R/mcm_lmer.R
In MCM: Estimating and Testing Intergenerational Social Mobility Effect

Documented in mcm_lmer

#' Estimate and Test Inter-generational Mobility Effect
#' with Longitudinal Data
#'
#' This function fits a multilevel mobility contrast model
#' to estimate and test inter-generational mobility effect
#' on an outcome in longitudinal data.
#'
#'
#' @param formula Inherit the function form from \code{lme4}
#' package. It is a two-sided linear formula
#' object describing both the fixed-effects and
#' random-effects part of the model, with the response
#' on the left of a \code{~} operator and the terms,
#' separated by + operators, on the right.
#' Random-effects terms are distinguished by vertical
#' bars (\code{|}) separating expressions for design
#' matrices from grouping factors.

*Supplied data*
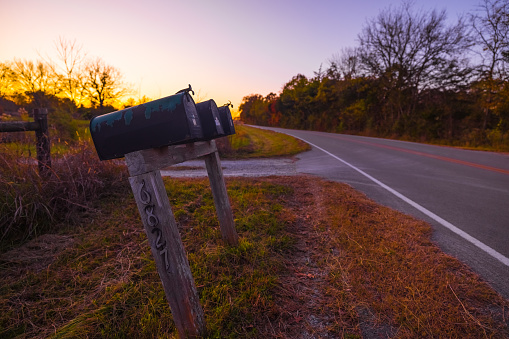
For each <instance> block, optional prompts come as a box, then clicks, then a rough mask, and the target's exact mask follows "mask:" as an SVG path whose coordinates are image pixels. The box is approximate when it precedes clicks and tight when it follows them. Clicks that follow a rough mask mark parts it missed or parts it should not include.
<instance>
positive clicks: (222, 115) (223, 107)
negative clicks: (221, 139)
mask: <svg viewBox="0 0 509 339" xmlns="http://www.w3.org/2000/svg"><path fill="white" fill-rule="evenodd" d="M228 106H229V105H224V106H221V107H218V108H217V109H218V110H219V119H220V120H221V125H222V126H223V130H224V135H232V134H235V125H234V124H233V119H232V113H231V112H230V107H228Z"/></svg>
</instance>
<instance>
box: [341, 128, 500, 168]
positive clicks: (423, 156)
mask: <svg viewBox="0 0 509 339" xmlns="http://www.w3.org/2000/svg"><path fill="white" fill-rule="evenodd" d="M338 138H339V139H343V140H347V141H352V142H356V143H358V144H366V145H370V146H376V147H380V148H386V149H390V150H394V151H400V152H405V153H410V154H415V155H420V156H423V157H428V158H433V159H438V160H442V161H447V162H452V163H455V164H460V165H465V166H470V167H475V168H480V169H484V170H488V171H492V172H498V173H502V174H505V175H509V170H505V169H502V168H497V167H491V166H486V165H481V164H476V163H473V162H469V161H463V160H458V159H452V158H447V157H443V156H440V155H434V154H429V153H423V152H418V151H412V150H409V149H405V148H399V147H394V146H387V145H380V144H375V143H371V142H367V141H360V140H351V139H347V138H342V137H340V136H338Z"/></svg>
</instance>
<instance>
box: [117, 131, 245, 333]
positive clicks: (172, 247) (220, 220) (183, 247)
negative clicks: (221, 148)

...

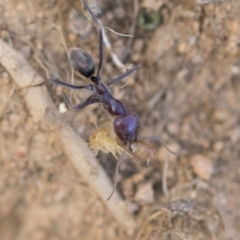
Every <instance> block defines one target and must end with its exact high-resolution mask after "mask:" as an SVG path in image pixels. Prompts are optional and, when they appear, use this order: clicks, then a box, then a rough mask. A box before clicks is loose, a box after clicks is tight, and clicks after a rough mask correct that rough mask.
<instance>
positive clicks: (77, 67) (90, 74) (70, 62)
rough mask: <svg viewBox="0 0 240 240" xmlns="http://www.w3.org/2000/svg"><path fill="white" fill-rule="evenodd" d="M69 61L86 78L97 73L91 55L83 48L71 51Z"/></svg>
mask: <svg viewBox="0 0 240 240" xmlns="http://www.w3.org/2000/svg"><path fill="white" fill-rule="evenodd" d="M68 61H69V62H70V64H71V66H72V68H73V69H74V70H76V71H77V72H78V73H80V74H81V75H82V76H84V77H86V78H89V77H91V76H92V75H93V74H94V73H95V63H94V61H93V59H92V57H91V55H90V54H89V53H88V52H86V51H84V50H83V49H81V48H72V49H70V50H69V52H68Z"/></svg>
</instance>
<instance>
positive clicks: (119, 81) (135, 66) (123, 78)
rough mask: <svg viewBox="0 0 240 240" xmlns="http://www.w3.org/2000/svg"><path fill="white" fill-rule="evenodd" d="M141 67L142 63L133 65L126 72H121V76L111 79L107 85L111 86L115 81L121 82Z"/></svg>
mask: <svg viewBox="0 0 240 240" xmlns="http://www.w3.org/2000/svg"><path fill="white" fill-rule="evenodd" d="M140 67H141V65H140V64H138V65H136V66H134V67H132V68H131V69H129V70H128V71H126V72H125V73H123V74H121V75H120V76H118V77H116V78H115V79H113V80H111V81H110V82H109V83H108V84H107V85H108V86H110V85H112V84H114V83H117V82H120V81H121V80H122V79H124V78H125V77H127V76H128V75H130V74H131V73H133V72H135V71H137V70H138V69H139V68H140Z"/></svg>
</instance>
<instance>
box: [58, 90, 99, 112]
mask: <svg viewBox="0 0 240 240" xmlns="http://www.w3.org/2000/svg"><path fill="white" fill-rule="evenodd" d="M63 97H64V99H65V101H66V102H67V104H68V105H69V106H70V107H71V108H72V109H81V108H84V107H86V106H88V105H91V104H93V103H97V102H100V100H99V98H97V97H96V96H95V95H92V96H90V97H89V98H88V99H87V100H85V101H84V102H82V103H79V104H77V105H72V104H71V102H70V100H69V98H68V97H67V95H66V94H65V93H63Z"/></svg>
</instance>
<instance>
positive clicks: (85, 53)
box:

...

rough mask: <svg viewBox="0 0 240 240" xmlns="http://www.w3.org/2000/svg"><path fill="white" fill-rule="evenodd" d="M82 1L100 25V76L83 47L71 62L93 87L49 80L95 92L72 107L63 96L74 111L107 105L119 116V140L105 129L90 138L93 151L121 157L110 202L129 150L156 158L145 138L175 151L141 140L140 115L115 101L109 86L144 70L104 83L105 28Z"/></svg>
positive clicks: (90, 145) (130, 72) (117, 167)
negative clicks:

*Explore the material*
a) Based on the mcm_lmer documentation, decide whether each statement is true. Answer yes or no and quote the deciding words. (i) The function fits a multilevel mobility contrast model. (ii) In the formula, the response is placed on the right of the ~ operator. (iii) Vertical bars mark random-effects terms.
b) Write the next part of the mcm_lmer documentation, continuing from its last line.
The data after the mcm_lmer documentation come from a different source.

*Responses per task*
a)
(i) Yes: "This function fits a multilevel mobility contrast model"
(ii) No: "on the left of a \code{~} operator"
(iii) Yes: "Random-effects terms are distinguished by vertical"

b)
#' Two vertical bars (\code{||}) can be used to specify
#' multiple uncorrelated random effects for the same
#' grouping variable. (Because of the way it is implemented,
#' the \code{||}-syntax works only for design matrices
#' containing numeric (continuous) predictors;
#' to fit models with independent categorical effects,
#' see dummy or the lmer_alt function from the \code{afex}
#' package.) A typical model used in studying social mobility with
#' longitudinal data
#' takes the form \code{response ~ origin*destination + | id}, where
#' \code{respose} is the numeric response vector and \code{origin}
#' (\code{destination}) is a vector indicating the origin (destination).
#' The specification of \code{origin*destination} indicates the cross of
#' \code{origin} and \code{destination}, which is the same as \code{
#' origin + destination + origin:destination} where
#' \code{origin:destination} indicates the interaction of \code{origin}
#' and \code{destination}. \code{id} is a identifier for the clusters.
#' @param data an optional data frame, list or environment
#' (or object coercible by as.data.frame to a data frame)
#' containing the variables in the model. If not found in data,
#' the variables are taken from environment(formula),
#' typically the environment from which the function is called.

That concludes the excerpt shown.